▸ Exercise prompt
From the records below, pick out and copy every line that contains the word "white".

--------------------

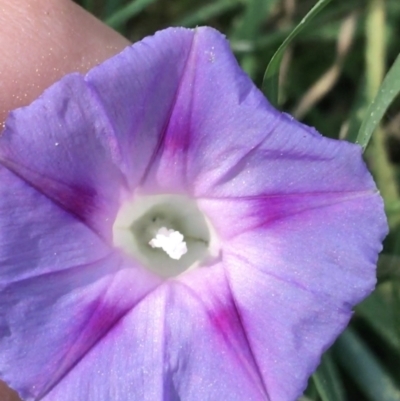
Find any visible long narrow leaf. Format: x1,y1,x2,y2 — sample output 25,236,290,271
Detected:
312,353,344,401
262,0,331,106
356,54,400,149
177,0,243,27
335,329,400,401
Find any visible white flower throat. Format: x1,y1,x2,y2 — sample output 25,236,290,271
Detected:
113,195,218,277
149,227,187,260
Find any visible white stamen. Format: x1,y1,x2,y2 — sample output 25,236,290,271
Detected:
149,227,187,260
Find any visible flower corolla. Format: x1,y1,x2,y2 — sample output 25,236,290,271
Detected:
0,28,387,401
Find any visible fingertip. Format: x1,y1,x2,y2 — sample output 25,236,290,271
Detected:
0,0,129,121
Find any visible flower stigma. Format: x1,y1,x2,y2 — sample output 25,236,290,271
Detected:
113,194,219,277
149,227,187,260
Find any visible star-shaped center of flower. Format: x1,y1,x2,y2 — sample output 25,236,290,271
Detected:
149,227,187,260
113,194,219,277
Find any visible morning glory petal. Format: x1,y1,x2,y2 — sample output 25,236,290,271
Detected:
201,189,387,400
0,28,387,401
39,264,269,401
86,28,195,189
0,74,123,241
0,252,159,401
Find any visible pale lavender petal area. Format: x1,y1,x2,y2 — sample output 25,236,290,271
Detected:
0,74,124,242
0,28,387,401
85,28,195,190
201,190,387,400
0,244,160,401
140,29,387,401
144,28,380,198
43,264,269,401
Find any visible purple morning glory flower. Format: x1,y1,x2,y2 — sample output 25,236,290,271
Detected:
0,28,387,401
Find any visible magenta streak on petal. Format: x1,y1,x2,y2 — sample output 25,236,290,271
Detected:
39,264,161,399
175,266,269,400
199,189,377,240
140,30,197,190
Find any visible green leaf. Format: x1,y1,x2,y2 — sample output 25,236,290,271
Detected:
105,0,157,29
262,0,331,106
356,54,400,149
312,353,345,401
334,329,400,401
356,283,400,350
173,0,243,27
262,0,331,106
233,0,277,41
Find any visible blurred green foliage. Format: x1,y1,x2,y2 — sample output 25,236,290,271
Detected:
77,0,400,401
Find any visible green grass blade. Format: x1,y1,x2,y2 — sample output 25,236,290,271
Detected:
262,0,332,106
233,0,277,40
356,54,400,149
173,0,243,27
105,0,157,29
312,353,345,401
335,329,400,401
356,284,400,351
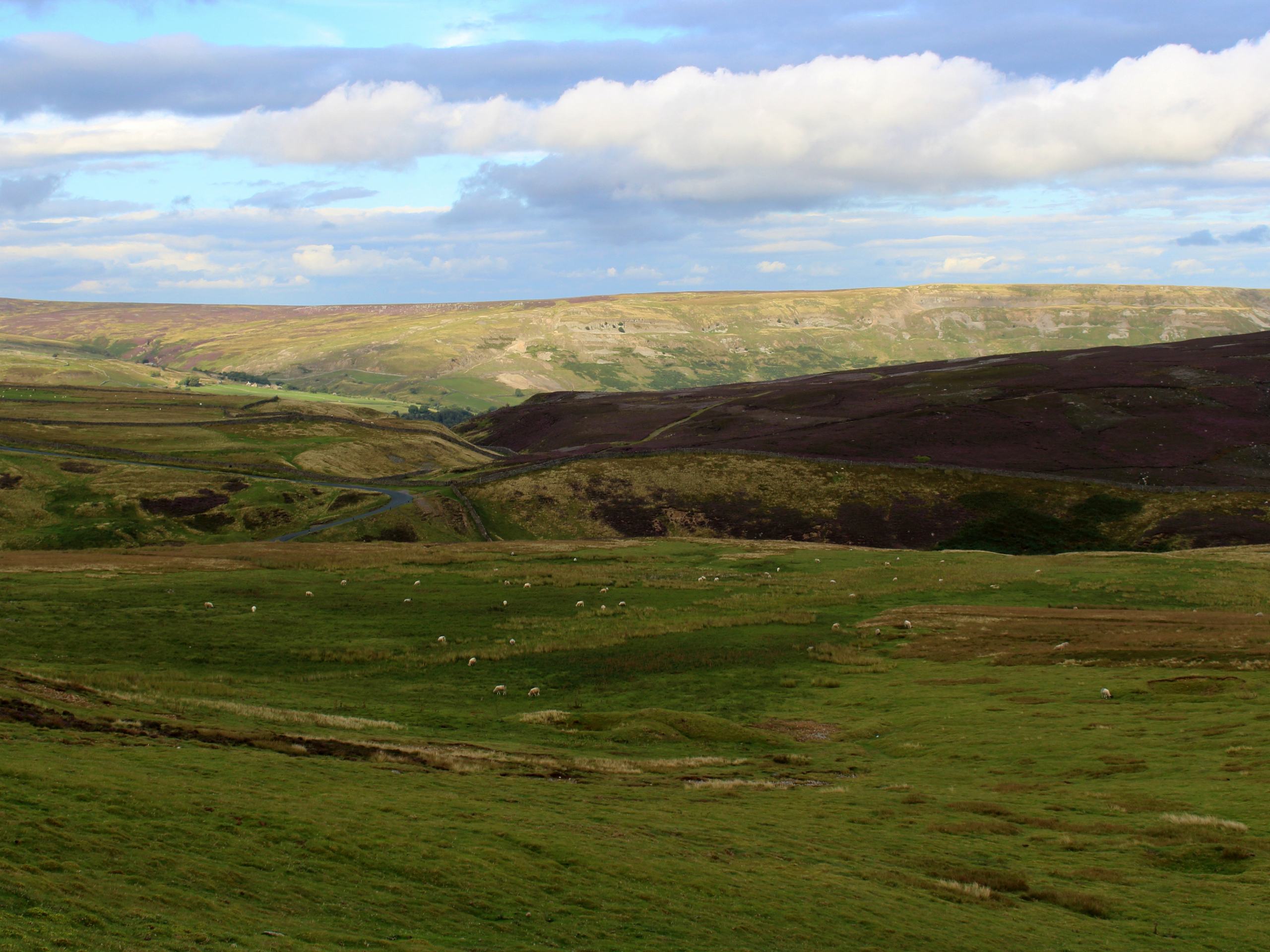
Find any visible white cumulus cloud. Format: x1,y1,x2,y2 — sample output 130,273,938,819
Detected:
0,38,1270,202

--------------------

▸ Result of this exercise
Find any visible white flower throat. Format: x1,y1,x2,y2 — sample output 25,236,290,271
Find any visible white stamen. Format: x1,y1,x2,y2 — sample output 25,236,290,271
Find any visible white cumulus cloud. Format: x1,y1,x2,y2 — sample output 130,273,938,819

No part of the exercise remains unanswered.